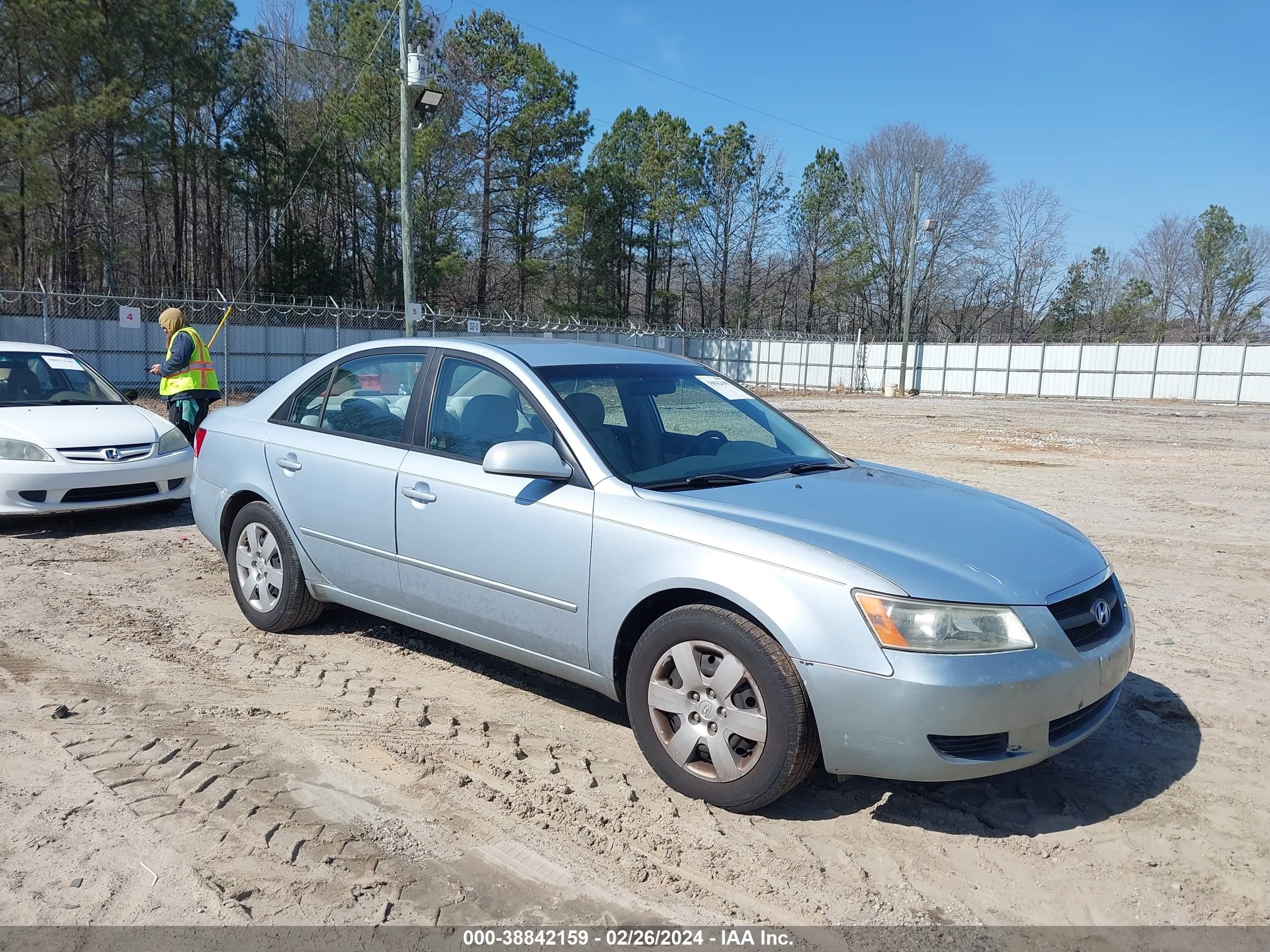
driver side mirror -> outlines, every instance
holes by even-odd
[[[573,476],[573,467],[560,458],[555,447],[536,439],[495,443],[485,453],[481,468],[495,476],[525,476],[556,482],[565,482]]]

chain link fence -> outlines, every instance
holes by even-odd
[[[147,368],[165,352],[159,314],[180,307],[211,340],[225,400],[250,400],[309,360],[349,344],[400,338],[406,315],[331,298],[226,301],[216,292],[169,298],[0,291],[0,341],[72,350],[121,388],[157,391]],[[419,336],[554,336],[683,354],[752,387],[880,391],[899,383],[902,348],[827,335],[683,330],[677,325],[588,324],[577,319],[423,305]],[[1270,404],[1265,344],[913,344],[906,385],[925,393],[1175,399]]]

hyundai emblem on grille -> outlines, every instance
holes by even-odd
[[[1111,605],[1101,598],[1093,603],[1090,612],[1093,614],[1093,621],[1096,621],[1102,628],[1105,628],[1107,622],[1111,621]]]

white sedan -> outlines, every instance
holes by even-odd
[[[0,340],[0,515],[175,510],[194,453],[70,350]]]

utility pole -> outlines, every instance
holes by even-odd
[[[899,347],[899,395],[908,393],[908,321],[913,315],[913,268],[917,264],[917,202],[922,193],[922,166],[913,170],[913,204],[908,212],[908,267],[904,269],[904,320]]]
[[[398,0],[398,32],[400,34],[398,44],[401,52],[401,303],[405,314],[405,335],[413,338],[415,334],[414,321],[410,320],[410,305],[414,302],[414,242],[410,228],[410,138],[414,135],[410,121],[410,20],[408,17],[408,4],[410,0]]]

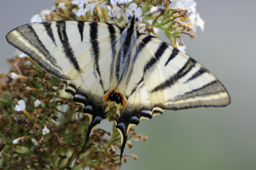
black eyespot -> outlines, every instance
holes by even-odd
[[[91,105],[86,106],[84,109],[84,113],[92,114],[93,112],[93,109]]]

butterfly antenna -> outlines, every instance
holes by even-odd
[[[164,9],[159,8],[159,9],[156,9],[155,11],[154,11],[148,13],[146,14],[144,14],[144,15],[143,15],[139,16],[137,16],[136,18],[141,17],[141,16],[147,16],[148,15],[152,14],[153,13],[156,12],[158,11],[161,11],[161,14],[164,14]]]

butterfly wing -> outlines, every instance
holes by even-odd
[[[93,127],[107,116],[104,96],[116,84],[112,69],[120,37],[120,28],[114,25],[76,21],[24,25],[6,36],[9,43],[63,79],[65,91],[83,106],[90,119],[84,147]]]
[[[155,37],[145,47],[139,54],[147,59],[142,67],[152,103],[169,110],[230,103],[229,95],[220,81],[188,55]]]

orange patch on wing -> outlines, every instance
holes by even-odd
[[[108,91],[108,93],[106,93],[105,95],[104,95],[104,101],[105,102],[107,102],[108,101],[108,99],[109,97],[109,95],[110,94],[115,91],[115,89],[111,89],[109,91]],[[123,107],[124,107],[126,105],[126,103],[127,103],[127,99],[126,99],[125,96],[124,96],[124,95],[121,91],[116,91],[115,92],[115,93],[119,94],[120,95],[122,98],[122,106]]]
[[[115,89],[111,89],[109,91],[108,91],[105,95],[104,95],[104,101],[105,102],[107,102],[108,101],[108,97],[109,97],[109,95],[113,91],[115,91]]]
[[[125,96],[124,96],[124,95],[120,91],[116,91],[116,93],[119,94],[122,97],[122,103],[123,104],[122,106],[124,107],[126,105],[126,103],[127,103],[127,99],[126,99],[126,98]]]

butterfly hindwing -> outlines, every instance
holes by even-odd
[[[160,39],[140,33],[137,19],[123,28],[96,22],[47,21],[24,25],[8,42],[44,69],[63,80],[66,92],[93,128],[116,106],[121,157],[131,127],[164,110],[220,107],[230,103],[220,81],[186,54]]]
[[[148,36],[142,35],[140,39]],[[149,98],[164,110],[228,105],[225,87],[206,68],[173,47],[153,37],[139,55]]]

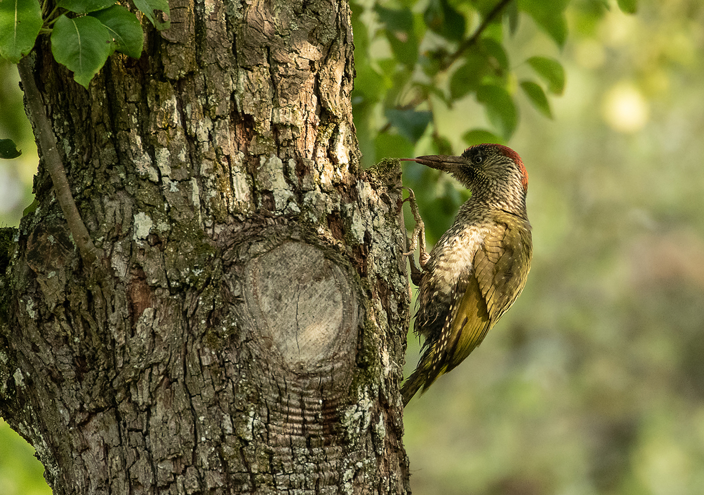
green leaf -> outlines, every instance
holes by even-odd
[[[0,0],[0,56],[19,62],[34,47],[42,23],[38,0]]]
[[[33,213],[39,208],[39,202],[37,201],[37,198],[34,199],[34,201],[30,203],[30,206],[22,211],[22,216],[25,216],[30,213]]]
[[[418,39],[415,36],[410,9],[396,10],[377,5],[374,10],[386,27],[386,39],[394,56],[400,63],[413,69],[418,59]]]
[[[382,132],[374,140],[377,158],[408,158],[413,156],[413,144],[403,136]]]
[[[565,8],[567,0],[518,0],[518,8],[530,15],[541,28],[562,47],[567,35]]]
[[[398,130],[398,134],[414,144],[423,135],[433,116],[432,112],[395,108],[389,108],[385,113],[391,125]]]
[[[489,122],[505,139],[510,138],[518,123],[518,113],[508,92],[500,86],[485,84],[477,90],[477,101],[484,106]]]
[[[163,31],[171,27],[171,22],[168,20],[171,15],[169,11],[168,0],[133,0],[134,6],[146,15],[147,18],[154,25],[154,27],[159,31]],[[156,20],[154,12],[163,12],[165,20]]]
[[[0,158],[11,160],[16,158],[22,154],[22,151],[17,149],[17,145],[12,139],[0,139]]]
[[[483,144],[484,143],[497,143],[498,144],[505,144],[505,141],[484,129],[472,129],[462,134],[462,140],[467,144],[467,146],[474,146],[474,144]]]
[[[482,40],[482,48],[503,70],[508,70],[508,56],[501,43],[491,38],[484,38]]]
[[[120,5],[89,14],[108,28],[115,49],[134,58],[142,56],[144,35],[137,15]]]
[[[433,145],[435,146],[435,150],[437,151],[437,154],[439,155],[453,154],[452,143],[450,142],[450,140],[444,136],[441,136],[440,134],[434,132]]]
[[[467,62],[458,68],[450,77],[450,97],[453,99],[459,99],[476,91],[489,69],[489,61],[484,54],[472,51],[467,54],[465,59]]]
[[[69,19],[59,16],[51,31],[51,53],[73,71],[76,82],[88,89],[93,76],[115,49],[108,28],[90,15]]]
[[[506,16],[508,17],[508,31],[513,36],[518,30],[518,21],[520,19],[516,2],[512,1],[506,7]]]
[[[531,57],[527,61],[530,66],[548,83],[548,89],[555,94],[565,91],[565,69],[554,58]]]
[[[56,6],[77,14],[87,14],[101,11],[111,5],[115,5],[115,0],[61,0]]]
[[[550,102],[548,101],[548,97],[545,96],[543,88],[532,81],[522,81],[521,88],[528,96],[533,106],[548,118],[553,118],[553,112],[550,110]]]
[[[430,0],[423,19],[428,27],[444,38],[458,42],[465,37],[465,16],[447,0]]]
[[[618,8],[627,14],[634,14],[638,10],[638,0],[618,0]]]

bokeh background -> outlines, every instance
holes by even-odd
[[[370,40],[359,56],[383,68],[372,7],[353,6]],[[515,92],[507,144],[529,175],[532,269],[482,346],[406,408],[419,495],[704,494],[704,4],[643,0],[631,15],[585,0],[565,13],[562,47],[527,15],[503,42],[515,73],[539,54],[567,77],[551,120]],[[17,225],[37,157],[16,72],[0,77],[0,137],[23,151],[0,161],[0,224]],[[410,149],[375,144],[387,123],[364,113],[367,164],[435,153],[433,131],[459,153],[467,129],[491,129],[471,95],[433,112]],[[467,194],[404,166],[429,246]],[[410,334],[406,374],[419,351]],[[0,495],[49,493],[32,451],[0,425]]]

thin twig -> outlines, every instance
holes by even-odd
[[[468,48],[479,41],[479,37],[482,36],[482,33],[485,29],[486,29],[486,27],[489,26],[496,15],[501,13],[504,7],[511,3],[511,1],[512,0],[501,0],[500,2],[496,4],[494,8],[491,9],[491,11],[489,12],[489,14],[486,15],[486,17],[484,18],[484,20],[482,21],[482,24],[480,24],[479,27],[477,28],[476,31],[474,31],[474,34],[460,43],[457,50],[455,51],[455,53],[448,57],[444,63],[443,63],[441,70],[444,70],[449,68],[453,63],[455,63],[455,61],[462,56],[462,54]]]
[[[49,118],[44,108],[44,101],[34,81],[34,75],[32,69],[32,62],[30,57],[26,56],[17,64],[22,80],[22,87],[25,90],[27,106],[29,107],[32,120],[34,123],[37,132],[37,140],[39,142],[42,154],[44,158],[44,165],[51,176],[54,188],[56,192],[56,199],[66,218],[68,228],[71,231],[73,241],[78,246],[83,263],[88,266],[93,266],[98,258],[99,251],[93,244],[88,234],[88,230],[81,219],[76,202],[71,195],[71,188],[66,178],[66,171],[63,168],[63,163],[58,154],[56,145],[56,137],[51,129]]]

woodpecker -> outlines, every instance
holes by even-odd
[[[528,173],[510,148],[484,144],[459,156],[403,160],[452,174],[472,192],[425,260],[421,239],[414,330],[425,342],[415,371],[401,387],[405,406],[469,356],[511,307],[525,286],[533,242]]]

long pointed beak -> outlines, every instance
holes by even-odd
[[[436,168],[444,172],[453,173],[458,165],[464,163],[461,156],[450,155],[426,155],[415,158],[401,158],[401,161],[415,161],[431,168]]]

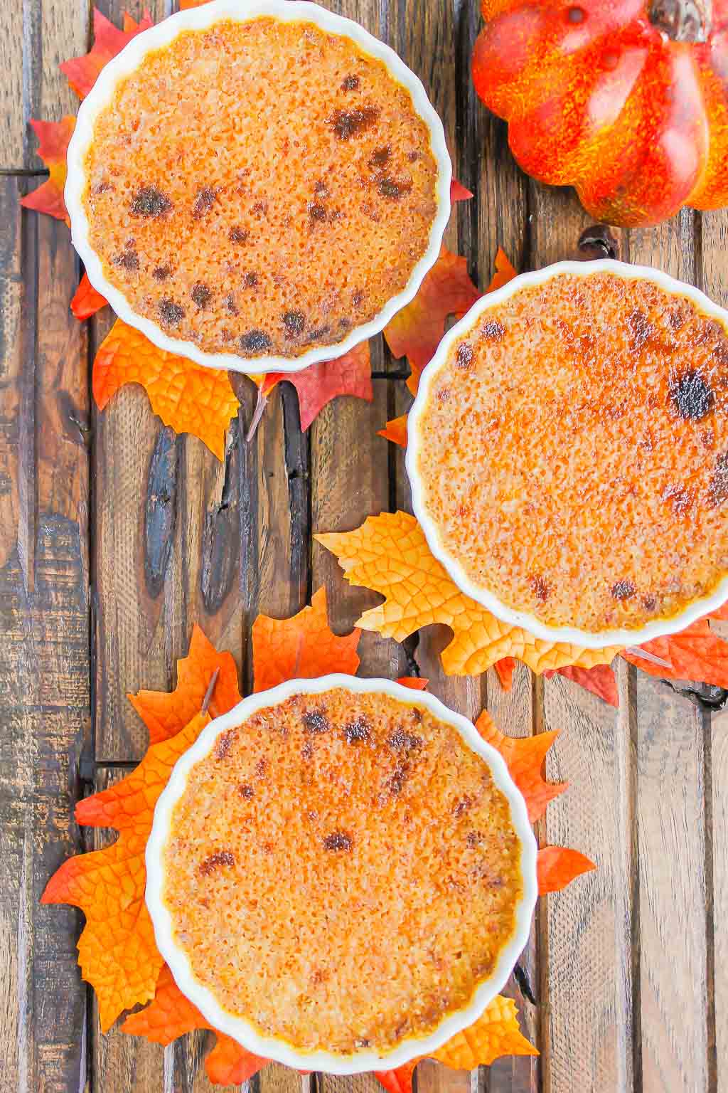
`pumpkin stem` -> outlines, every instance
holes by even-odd
[[[651,0],[649,22],[673,42],[706,42],[713,0]]]

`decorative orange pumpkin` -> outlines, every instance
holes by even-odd
[[[595,219],[728,204],[728,0],[482,0],[480,98]]]

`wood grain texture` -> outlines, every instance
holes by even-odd
[[[700,280],[688,210],[630,232],[630,259]],[[645,1093],[709,1089],[704,725],[695,706],[635,672],[641,1079]],[[666,792],[666,786],[670,791]]]
[[[21,1093],[85,1077],[79,916],[39,898],[79,846],[71,813],[89,731],[85,334],[63,306],[75,278],[68,233],[28,223],[25,190],[0,179],[0,450],[17,484],[0,568],[0,1073]]]

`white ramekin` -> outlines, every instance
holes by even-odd
[[[417,469],[420,450],[420,419],[432,385],[437,379],[440,368],[444,365],[453,344],[460,338],[464,338],[469,333],[485,312],[498,307],[499,304],[502,304],[503,301],[518,292],[520,289],[542,284],[545,281],[550,281],[561,273],[571,273],[583,278],[594,277],[596,273],[613,273],[616,277],[621,277],[625,280],[653,281],[671,295],[687,297],[692,301],[705,315],[719,319],[728,330],[728,312],[714,304],[699,289],[694,289],[690,284],[683,284],[682,281],[677,281],[667,273],[652,269],[649,266],[630,266],[626,262],[604,259],[590,262],[557,262],[553,266],[547,266],[545,269],[536,270],[533,273],[521,273],[503,285],[502,289],[490,292],[477,301],[460,322],[456,322],[447,331],[440,342],[437,353],[422,372],[417,398],[407,419],[407,454],[405,465],[411,486],[413,512],[425,533],[428,546],[438,561],[445,567],[461,591],[465,592],[466,596],[469,596],[477,603],[481,603],[482,607],[487,608],[488,611],[492,612],[492,614],[503,622],[509,623],[511,626],[521,626],[523,630],[528,631],[529,634],[546,642],[569,642],[572,645],[586,649],[600,649],[610,645],[642,645],[644,642],[661,637],[665,634],[677,634],[690,625],[691,622],[695,622],[696,619],[702,618],[725,603],[728,599],[728,574],[721,578],[709,596],[700,600],[693,600],[679,614],[671,615],[669,619],[656,619],[639,628],[607,630],[595,633],[580,630],[576,626],[549,626],[527,611],[517,611],[515,608],[503,603],[490,589],[482,585],[477,585],[467,576],[457,559],[449,552],[446,544],[442,541],[437,524],[427,512],[425,490]],[[535,379],[537,381],[538,376],[535,376]]]
[[[514,932],[501,950],[492,975],[478,985],[472,1001],[465,1009],[450,1013],[429,1036],[405,1039],[394,1050],[387,1051],[385,1055],[379,1055],[375,1051],[361,1051],[357,1053],[356,1056],[334,1055],[327,1051],[297,1051],[284,1039],[262,1036],[243,1018],[236,1016],[223,1009],[212,992],[195,980],[186,953],[175,943],[171,916],[162,897],[163,851],[169,832],[170,818],[175,804],[184,791],[187,777],[192,766],[210,754],[220,732],[240,725],[256,710],[283,702],[293,694],[321,694],[334,687],[345,687],[356,692],[380,692],[408,705],[426,706],[435,717],[452,725],[468,748],[481,755],[488,763],[493,783],[510,803],[511,820],[521,843],[523,895],[516,906]],[[442,1047],[455,1033],[477,1021],[488,1003],[502,989],[528,940],[532,916],[538,895],[536,853],[536,839],[528,822],[526,804],[521,791],[514,785],[502,756],[494,748],[486,743],[467,718],[455,714],[425,691],[415,693],[399,683],[392,683],[390,680],[358,679],[342,674],[323,675],[314,680],[289,680],[270,691],[261,691],[243,698],[228,714],[215,718],[203,729],[189,751],[177,761],[167,787],[160,795],[154,810],[152,833],[146,844],[146,905],[154,925],[157,948],[169,965],[177,986],[191,1002],[194,1002],[213,1027],[231,1036],[254,1055],[275,1059],[301,1070],[323,1070],[332,1074],[389,1070]]]
[[[170,338],[156,322],[138,315],[119,289],[110,284],[104,275],[102,261],[88,242],[88,220],[83,208],[86,188],[84,161],[94,134],[94,122],[98,114],[111,102],[117,84],[134,71],[147,52],[169,45],[182,31],[201,30],[219,20],[246,20],[270,15],[285,21],[301,20],[315,23],[322,30],[346,36],[371,57],[375,57],[389,69],[397,83],[410,93],[417,114],[425,121],[430,133],[432,154],[438,164],[437,213],[430,231],[428,248],[411,272],[402,292],[393,296],[382,310],[370,321],[354,327],[347,337],[335,345],[322,345],[309,350],[301,356],[255,356],[243,357],[235,353],[205,353],[191,341]],[[213,0],[199,8],[170,15],[156,26],[136,35],[120,54],[102,70],[96,83],[81,103],[73,137],[68,149],[68,178],[65,181],[65,207],[71,219],[71,238],[88,274],[93,286],[108,299],[120,319],[141,330],[151,342],[168,353],[178,353],[205,365],[208,368],[224,368],[248,374],[264,372],[300,372],[319,361],[331,361],[343,356],[359,342],[379,333],[390,319],[408,304],[416,294],[427,271],[434,265],[440,254],[442,235],[450,219],[450,183],[452,166],[442,122],[432,107],[421,82],[383,42],[379,42],[368,31],[350,19],[335,15],[311,0]]]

### What is expected
Edit the material from the line containing "white sedan -> outlines, every instance" through the line containing "[[[0,340],[0,515],[175,510],[194,453],[70,350]]]", swapping "even-odd" for "nonzero winding" and leaving all else as it stands. Return only those lines.

### Solution for this task
white sedan -> outlines, every instance
holes by nonzero winding
[[[0,340],[0,515],[175,510],[194,453],[70,350]]]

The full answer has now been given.